• **Work to be completed**
Once you find a line containing the word "walkway" in the entries below, copy it.

• **Extracted data**
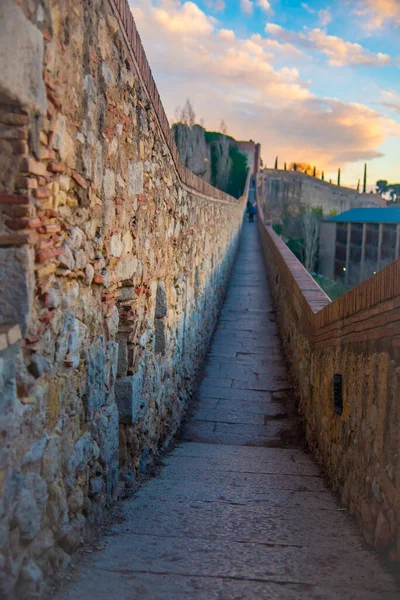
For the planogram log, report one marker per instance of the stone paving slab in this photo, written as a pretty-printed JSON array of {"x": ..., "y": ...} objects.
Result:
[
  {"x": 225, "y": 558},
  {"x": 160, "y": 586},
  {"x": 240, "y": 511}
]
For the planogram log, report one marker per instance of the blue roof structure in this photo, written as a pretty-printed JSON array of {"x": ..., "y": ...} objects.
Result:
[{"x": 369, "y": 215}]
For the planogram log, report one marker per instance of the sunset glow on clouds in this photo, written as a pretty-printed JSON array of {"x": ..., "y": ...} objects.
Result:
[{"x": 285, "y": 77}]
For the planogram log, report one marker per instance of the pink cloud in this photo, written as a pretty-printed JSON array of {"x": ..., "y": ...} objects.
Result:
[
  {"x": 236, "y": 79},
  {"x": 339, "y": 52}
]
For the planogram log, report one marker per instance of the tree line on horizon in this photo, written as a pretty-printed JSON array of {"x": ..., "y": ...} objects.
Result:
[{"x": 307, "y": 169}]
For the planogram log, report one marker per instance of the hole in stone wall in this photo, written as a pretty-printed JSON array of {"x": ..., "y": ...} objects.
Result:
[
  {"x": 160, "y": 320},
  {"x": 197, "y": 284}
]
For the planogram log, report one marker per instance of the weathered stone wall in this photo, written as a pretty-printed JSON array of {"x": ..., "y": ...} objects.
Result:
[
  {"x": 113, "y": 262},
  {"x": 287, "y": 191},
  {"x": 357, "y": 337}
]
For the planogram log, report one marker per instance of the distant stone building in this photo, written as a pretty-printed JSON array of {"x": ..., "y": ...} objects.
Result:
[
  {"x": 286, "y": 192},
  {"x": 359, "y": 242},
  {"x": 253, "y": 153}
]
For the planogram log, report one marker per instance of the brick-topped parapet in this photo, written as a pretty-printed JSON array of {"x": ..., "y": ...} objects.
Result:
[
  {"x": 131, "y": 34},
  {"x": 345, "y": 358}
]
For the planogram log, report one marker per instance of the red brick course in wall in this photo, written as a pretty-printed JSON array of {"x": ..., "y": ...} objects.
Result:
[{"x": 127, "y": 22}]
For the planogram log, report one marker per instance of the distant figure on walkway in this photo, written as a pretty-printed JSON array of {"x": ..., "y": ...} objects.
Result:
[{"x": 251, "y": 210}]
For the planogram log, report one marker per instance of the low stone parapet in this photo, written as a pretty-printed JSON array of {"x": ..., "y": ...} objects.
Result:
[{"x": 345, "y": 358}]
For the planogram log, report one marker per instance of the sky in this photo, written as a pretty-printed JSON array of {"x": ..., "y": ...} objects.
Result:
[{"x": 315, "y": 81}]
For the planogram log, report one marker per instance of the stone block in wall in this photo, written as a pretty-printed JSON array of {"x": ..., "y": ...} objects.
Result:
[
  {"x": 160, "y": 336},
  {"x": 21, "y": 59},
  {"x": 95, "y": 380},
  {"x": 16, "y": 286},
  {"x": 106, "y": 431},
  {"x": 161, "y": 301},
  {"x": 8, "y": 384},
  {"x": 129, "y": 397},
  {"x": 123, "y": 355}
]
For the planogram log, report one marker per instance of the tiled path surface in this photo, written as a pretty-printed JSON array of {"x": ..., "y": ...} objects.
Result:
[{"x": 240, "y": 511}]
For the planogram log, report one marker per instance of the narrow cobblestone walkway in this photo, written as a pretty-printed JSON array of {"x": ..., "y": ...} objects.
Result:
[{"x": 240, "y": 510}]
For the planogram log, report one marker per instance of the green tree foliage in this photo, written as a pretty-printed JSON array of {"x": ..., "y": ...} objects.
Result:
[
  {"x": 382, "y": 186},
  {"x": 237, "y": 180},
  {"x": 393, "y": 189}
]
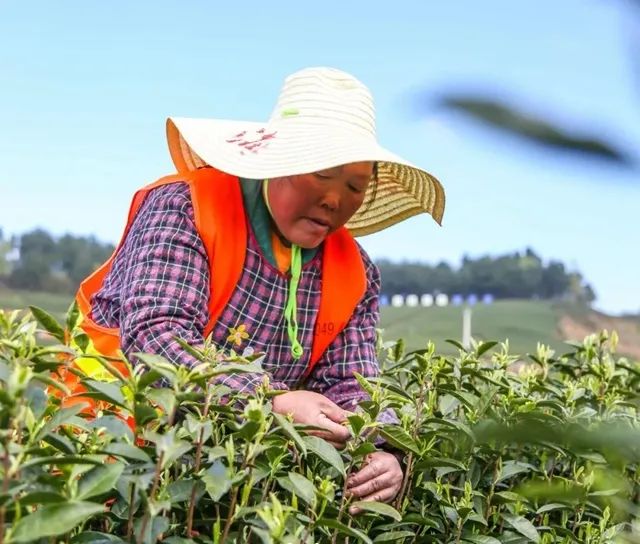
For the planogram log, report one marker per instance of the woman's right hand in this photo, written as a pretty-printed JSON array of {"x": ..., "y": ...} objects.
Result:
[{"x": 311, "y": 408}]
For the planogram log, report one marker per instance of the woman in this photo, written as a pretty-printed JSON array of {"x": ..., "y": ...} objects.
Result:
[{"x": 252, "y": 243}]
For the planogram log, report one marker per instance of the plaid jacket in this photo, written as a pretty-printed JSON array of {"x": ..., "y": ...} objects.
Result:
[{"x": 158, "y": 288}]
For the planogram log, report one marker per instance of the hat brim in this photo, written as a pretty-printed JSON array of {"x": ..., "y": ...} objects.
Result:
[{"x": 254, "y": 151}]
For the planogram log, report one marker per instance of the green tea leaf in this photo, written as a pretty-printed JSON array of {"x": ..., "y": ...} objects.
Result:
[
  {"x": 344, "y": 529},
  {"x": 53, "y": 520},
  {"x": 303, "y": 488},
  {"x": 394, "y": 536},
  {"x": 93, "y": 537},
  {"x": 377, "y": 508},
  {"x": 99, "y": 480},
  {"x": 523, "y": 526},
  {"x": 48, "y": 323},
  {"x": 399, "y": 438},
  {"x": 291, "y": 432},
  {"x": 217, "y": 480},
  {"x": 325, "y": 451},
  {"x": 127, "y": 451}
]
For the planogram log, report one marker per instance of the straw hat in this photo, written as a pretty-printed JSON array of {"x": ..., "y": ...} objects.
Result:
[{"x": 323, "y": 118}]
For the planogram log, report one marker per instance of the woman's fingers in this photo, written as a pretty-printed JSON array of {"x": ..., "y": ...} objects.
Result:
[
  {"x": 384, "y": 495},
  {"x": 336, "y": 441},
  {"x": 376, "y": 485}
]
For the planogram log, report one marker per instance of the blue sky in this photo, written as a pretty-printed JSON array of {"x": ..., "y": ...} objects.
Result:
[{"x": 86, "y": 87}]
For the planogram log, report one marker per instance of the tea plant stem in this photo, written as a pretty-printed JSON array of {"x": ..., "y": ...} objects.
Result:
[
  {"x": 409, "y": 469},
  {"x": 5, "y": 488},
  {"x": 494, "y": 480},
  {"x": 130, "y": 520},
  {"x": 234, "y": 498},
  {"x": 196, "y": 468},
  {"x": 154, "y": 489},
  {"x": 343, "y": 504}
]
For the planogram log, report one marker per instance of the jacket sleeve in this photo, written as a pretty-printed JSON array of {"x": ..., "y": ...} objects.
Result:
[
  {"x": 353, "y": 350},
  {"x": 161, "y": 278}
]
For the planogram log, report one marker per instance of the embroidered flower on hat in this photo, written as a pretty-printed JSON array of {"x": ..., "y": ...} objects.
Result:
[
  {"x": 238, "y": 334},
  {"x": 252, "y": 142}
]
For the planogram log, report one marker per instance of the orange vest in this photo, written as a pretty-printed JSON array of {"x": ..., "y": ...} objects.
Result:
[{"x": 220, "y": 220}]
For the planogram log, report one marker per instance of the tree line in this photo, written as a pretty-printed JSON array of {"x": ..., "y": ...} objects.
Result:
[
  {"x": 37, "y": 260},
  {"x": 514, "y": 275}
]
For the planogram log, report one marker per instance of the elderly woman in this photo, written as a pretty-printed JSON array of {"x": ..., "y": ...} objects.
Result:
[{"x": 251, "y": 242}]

• **Solution for this exercise**
For the planogram log, report one marker per instance of the distant figure on walkway in this photo, written as a pretty-printed JSON array of {"x": ..., "y": ...} objects.
For the planogram log, report one marker per instance of the narrow cobblestone walkway in this photo, written as a pretty-printed JSON array of {"x": ..., "y": ...} objects.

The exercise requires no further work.